Joints that are more flexible than normal, or that have a greater range of motion than expected, are considered hypermobile. People with hypermobile joints are sometimes called “double jointed.” Children with hypermobility may experience joint or muscle pain, but they might not have a true, underlying inflammatory disease.

Those who have hypermobility syndrome (also sometimes called joint hypermobility syndrome or JHS) experience pain and inflammation in the joints due to their increase flexbility. In some patients, hypermobility syndrome can be associated with other hereditary (genetic) disorders of connective tissue (HDCT), such as Marfan syndrome, Ehlers-Danlos syndrome and osteoenesis imperfecta. Hypermobility syndrome can also be associated with postural orthostatic tachycardia syndrome (POTS).

Symptoms

Hypermobility tends to run in families, and girls are usually more symptomatic than boys. Not all children with hypermobility experience pain or inflammation, and it is unknown why some children develop pain while others do not. Typical complaints include:

  • pain after activity and at night
  • muscle and joint stiffness the day following exercise
  • generalized fatigue
  • clicking of the joints (both spontaneous and by deliberate effort of the child)
  • difficulty with handwriting
  • recurrent joint sprains
  • issues with reduced coordination and balance
 

Children with genetic connective tissue disorders may have other issues as well, including abnormally tall stature, vision problems, skin abnormalities, and cardiac (heart) problems.

Diagnosis and Treatment

Hypermobility is diagnosed based on physical exam. Doctors may use a scoring system called the Beighton Hypermobility Score to assess the level of joint hypermobility. Children with features suggestive of a genetic connective tissue disorder may be referred to a cardiologist for an echocardiogram, an ophthalmologist for an eye exam, or a geneticist for further workup. Although lab work and imaging are not typically necessary to diagnose isolated hypermobility, these may be performed to rule out other conditions.

The most important principle of treating children with hypermobility is strengthening the muscle groups that help support the hypermobile joints. Physical and occupational therapy play a major role, as do activity modification and family education. Many children become less hypermobile as they grow, and symptoms may improve over time.

┄┄┄┄┄┄

- [Task brief] Copy the hypermobility text from "Those who have" down to "tachycardia syndrome (POTS).", putting "inherited" wherever "hereditary" appears.

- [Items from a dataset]
┄┄┄┄┄┄

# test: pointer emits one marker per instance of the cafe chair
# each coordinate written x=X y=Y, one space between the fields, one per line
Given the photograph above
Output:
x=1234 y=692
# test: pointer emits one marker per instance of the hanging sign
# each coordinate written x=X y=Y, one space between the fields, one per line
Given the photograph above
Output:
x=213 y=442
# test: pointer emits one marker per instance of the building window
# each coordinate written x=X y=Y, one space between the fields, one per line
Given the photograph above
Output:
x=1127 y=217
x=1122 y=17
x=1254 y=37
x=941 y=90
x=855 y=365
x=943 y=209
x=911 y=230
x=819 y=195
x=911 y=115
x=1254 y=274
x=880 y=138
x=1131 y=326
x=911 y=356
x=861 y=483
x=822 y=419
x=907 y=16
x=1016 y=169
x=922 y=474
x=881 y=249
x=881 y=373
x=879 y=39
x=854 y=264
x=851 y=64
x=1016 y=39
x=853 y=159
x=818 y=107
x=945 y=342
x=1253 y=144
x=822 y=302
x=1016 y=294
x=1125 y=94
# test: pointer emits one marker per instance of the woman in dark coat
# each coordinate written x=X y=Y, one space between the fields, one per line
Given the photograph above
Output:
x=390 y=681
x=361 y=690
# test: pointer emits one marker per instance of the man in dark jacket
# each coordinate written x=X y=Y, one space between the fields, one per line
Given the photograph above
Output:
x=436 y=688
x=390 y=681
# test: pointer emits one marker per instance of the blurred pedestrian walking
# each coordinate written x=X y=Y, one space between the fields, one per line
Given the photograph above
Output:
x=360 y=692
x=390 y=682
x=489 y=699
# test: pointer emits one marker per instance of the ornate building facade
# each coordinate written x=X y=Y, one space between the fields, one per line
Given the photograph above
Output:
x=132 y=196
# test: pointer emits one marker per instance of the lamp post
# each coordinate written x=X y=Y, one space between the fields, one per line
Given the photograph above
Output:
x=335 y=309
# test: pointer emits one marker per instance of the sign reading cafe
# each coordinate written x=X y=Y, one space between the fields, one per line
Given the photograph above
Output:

┄┄┄┄┄┄

- [Result of the exercise]
Those who have hypermobility syndrome (also sometimes called joint hypermobility syndrome or JHS) experience pain and inflammation in the joints due to their increase flexbility. In some patients, hypermobility syndrome can be associated with other inherited (genetic) disorders of connective tissue (HDCT), such as Marfan syndrome, Ehlers-Danlos syndrome and osteoenesis imperfecta. Hypermobility syndrome can also be associated with postural orthostatic tachycardia syndrome (POTS).